* Work instruction:
Recast every line of the data below as a Markdown table with the columns "No." and "Text," numbering each row in sequence and omitting blank lines.
[Provided material]
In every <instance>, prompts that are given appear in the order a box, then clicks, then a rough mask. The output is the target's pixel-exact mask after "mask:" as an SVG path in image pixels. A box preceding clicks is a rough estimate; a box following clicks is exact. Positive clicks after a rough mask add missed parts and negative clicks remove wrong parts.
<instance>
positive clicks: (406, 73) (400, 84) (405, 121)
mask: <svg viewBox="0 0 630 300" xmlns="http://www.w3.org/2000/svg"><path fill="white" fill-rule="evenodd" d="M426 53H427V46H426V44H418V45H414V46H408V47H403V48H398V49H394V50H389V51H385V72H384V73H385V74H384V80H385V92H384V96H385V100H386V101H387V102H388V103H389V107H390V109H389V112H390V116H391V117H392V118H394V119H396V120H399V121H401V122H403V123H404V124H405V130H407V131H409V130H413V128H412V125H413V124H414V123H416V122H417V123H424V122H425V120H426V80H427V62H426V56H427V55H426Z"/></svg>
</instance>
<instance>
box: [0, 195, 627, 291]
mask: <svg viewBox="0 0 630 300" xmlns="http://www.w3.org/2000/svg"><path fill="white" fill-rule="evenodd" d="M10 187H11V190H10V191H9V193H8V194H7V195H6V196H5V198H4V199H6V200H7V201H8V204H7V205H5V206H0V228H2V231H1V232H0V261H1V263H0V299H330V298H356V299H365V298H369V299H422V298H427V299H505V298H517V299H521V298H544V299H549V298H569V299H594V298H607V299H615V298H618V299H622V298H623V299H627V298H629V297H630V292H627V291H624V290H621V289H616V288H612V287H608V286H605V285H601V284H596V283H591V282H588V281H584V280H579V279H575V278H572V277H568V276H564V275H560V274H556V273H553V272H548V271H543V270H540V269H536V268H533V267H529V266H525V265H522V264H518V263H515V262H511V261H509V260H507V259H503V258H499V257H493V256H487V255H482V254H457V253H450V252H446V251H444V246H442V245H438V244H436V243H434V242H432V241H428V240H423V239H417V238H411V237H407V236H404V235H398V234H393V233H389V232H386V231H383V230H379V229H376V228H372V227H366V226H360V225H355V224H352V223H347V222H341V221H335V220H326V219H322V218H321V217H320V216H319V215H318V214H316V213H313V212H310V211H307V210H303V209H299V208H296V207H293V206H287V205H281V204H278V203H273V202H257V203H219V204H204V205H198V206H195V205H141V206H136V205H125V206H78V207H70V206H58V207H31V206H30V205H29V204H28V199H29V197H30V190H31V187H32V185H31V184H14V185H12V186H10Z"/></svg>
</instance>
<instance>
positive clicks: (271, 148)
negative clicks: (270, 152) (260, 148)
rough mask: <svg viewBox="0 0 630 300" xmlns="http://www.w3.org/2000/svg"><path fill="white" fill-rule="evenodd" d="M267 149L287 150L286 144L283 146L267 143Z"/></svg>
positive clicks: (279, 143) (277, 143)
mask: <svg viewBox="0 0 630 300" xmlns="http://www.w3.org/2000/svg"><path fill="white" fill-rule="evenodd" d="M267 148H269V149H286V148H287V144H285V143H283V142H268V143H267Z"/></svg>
[/Provided material]
* Expected answer:
| No. | Text |
|---|---|
| 1 | In every <instance>, prompts that are given appear in the order a box, then clicks, then a rough mask. The output is the target's pixel-exact mask after "mask:" as an SVG path in image pixels. A box preceding clicks is a rough estimate; a box following clicks is exact. Positive clicks after a rough mask add missed parts and negative clicks remove wrong parts. |
| 2 | <instance> |
| 3 | positive clicks: (406, 73) (400, 84) (405, 121) |
| 4 | mask: <svg viewBox="0 0 630 300" xmlns="http://www.w3.org/2000/svg"><path fill="white" fill-rule="evenodd" d="M426 53H427V46H426V44H418V45H414V46H408V47H403V48H398V49H394V50H389V51H385V72H384V73H385V74H384V80H385V92H384V96H385V100H386V101H387V102H388V103H389V107H390V109H389V112H390V116H391V117H392V118H394V119H396V120H399V121H401V122H403V123H404V124H405V130H407V131H409V130H413V128H412V125H413V124H414V123H416V122H417V123H424V122H425V120H426V80H427V62H426V56H427V55H426Z"/></svg> |
| 5 | </instance> |
| 6 | <instance> |
| 7 | box: [0, 195, 627, 291] |
| 8 | mask: <svg viewBox="0 0 630 300" xmlns="http://www.w3.org/2000/svg"><path fill="white" fill-rule="evenodd" d="M10 187H11V190H10V191H9V193H8V194H7V195H6V196H5V198H4V199H6V200H7V201H8V204H7V205H5V206H0V228H2V231H1V232H0V261H1V263H0V299H330V298H356V299H365V298H369V299H422V298H427V299H505V298H517V299H521V298H544V299H549V298H569V299H594V298H607V299H615V298H618V299H622V298H623V299H627V298H629V297H630V292H627V291H624V290H621V289H616V288H612V287H608V286H605V285H601V284H596V283H591V282H588V281H584V280H579V279H575V278H572V277H568V276H564V275H560V274H556V273H553V272H548V271H543V270H540V269H536V268H533V267H529V266H525V265H522V264H518V263H515V262H511V261H509V260H507V259H503V258H499V257H493V256H487V255H482V254H457V253H450V252H446V251H444V246H442V245H438V244H436V243H434V242H432V241H428V240H423V239H417V238H411V237H407V236H404V235H398V234H393V233H389V232H386V231H383V230H379V229H376V228H372V227H366V226H360V225H355V224H352V223H347V222H341V221H335V220H326V219H322V218H321V217H320V216H319V215H318V214H316V213H313V212H310V211H307V210H303V209H299V208H296V207H293V206H287V205H281V204H278V203H273V202H257V203H219V204H204V205H198V206H195V205H141V206H136V205H125V206H78V207H70V206H58V207H31V206H30V205H29V204H28V199H29V197H30V190H31V187H32V185H31V184H14V185H12V186H10Z"/></svg> |
| 9 | </instance> |
| 10 | <instance> |
| 11 | positive clicks: (271, 148) |
| 12 | negative clicks: (270, 152) (260, 148) |
| 13 | rough mask: <svg viewBox="0 0 630 300" xmlns="http://www.w3.org/2000/svg"><path fill="white" fill-rule="evenodd" d="M267 149L287 150L286 144L283 146L267 143Z"/></svg> |
| 14 | positive clicks: (279, 143) (277, 143) |
| 15 | mask: <svg viewBox="0 0 630 300" xmlns="http://www.w3.org/2000/svg"><path fill="white" fill-rule="evenodd" d="M267 148H269V149H286V148H287V144H285V143H283V142H268V143H267Z"/></svg> |